_WHAT NEEDS TO BE DONE_
Copy out everything from the start of the rows down to the line containing "x=180 y=652", including that line.

'''

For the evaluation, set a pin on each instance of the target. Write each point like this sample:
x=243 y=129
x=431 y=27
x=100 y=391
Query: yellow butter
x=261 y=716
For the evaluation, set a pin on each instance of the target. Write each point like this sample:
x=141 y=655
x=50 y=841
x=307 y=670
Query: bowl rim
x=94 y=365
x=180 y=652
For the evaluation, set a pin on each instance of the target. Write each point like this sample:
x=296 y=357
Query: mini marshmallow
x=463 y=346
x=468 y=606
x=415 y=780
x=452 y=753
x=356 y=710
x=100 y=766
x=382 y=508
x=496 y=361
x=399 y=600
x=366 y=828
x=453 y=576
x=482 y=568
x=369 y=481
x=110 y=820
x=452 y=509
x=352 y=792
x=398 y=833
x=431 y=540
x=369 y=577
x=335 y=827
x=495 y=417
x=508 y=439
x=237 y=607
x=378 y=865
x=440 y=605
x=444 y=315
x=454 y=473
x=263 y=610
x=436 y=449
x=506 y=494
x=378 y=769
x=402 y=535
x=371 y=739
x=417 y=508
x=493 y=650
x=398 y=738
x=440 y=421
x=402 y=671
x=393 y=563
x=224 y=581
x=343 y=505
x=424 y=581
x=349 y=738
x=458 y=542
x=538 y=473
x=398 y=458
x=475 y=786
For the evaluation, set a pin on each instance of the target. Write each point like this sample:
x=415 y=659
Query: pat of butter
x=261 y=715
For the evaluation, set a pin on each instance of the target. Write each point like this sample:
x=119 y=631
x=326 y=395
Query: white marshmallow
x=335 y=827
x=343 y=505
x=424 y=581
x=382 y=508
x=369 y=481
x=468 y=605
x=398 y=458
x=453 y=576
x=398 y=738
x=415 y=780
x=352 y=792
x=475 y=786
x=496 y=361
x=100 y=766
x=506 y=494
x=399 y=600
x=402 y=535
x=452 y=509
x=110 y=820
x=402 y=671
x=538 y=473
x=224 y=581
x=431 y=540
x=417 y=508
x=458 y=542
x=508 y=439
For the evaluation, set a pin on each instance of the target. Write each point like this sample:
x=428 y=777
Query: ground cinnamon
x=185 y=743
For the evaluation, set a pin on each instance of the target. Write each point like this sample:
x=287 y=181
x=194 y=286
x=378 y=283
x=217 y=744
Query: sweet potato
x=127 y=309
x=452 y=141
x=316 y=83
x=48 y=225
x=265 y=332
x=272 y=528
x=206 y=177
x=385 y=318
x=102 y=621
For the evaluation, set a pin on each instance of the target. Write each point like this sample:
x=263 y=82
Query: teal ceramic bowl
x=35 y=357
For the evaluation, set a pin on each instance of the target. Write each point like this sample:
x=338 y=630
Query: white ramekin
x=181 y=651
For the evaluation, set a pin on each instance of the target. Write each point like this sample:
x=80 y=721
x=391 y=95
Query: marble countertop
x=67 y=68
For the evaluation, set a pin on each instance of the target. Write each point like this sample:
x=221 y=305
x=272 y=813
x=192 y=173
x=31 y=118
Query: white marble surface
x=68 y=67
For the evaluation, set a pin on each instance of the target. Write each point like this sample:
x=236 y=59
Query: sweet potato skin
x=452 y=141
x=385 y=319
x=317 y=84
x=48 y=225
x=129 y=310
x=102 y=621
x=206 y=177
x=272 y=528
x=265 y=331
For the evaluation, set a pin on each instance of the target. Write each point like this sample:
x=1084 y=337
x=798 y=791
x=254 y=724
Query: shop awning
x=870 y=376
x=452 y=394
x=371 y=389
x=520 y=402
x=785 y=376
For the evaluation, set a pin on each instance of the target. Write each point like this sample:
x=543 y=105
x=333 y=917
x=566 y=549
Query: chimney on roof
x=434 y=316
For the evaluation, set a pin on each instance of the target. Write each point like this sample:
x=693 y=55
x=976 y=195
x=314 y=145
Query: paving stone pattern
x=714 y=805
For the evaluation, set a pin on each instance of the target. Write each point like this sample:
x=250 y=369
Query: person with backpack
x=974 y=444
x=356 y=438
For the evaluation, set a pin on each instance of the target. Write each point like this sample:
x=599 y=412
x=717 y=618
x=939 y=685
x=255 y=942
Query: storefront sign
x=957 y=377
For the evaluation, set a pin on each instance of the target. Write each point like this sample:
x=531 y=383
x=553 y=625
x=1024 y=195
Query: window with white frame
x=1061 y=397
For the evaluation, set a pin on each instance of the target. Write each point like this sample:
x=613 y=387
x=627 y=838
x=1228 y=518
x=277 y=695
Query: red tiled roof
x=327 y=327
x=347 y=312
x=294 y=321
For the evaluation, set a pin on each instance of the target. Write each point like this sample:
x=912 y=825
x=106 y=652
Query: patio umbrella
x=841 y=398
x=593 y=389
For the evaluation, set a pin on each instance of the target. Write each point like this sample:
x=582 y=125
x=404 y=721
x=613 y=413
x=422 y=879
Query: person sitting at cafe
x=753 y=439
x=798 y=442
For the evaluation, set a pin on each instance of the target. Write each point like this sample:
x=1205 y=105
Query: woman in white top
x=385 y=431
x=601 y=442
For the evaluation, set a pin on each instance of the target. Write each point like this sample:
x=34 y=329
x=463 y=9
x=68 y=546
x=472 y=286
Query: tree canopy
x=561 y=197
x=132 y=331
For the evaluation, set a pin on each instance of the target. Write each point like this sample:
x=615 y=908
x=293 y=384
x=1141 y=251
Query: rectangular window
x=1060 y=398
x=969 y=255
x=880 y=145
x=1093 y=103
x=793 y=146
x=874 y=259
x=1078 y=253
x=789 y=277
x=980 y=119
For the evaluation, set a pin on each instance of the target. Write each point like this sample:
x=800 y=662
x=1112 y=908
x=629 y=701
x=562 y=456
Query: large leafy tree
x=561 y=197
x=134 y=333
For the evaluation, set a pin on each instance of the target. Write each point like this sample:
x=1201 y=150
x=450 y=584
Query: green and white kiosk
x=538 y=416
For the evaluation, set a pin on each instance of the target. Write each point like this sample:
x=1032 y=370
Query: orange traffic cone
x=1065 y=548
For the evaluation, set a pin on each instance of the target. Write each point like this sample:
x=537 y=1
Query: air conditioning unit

'''

_ANSWER FOR THE TASK_
For the evaluation, set a pin on each instance of the target. Write each point like this sample:
x=243 y=129
x=431 y=27
x=100 y=391
Query: yellow butter
x=261 y=716
For the evaluation, set a pin on each instance of the target. Write each point like this sample:
x=141 y=655
x=50 y=841
x=307 y=670
Query: bowl rim
x=94 y=365
x=180 y=652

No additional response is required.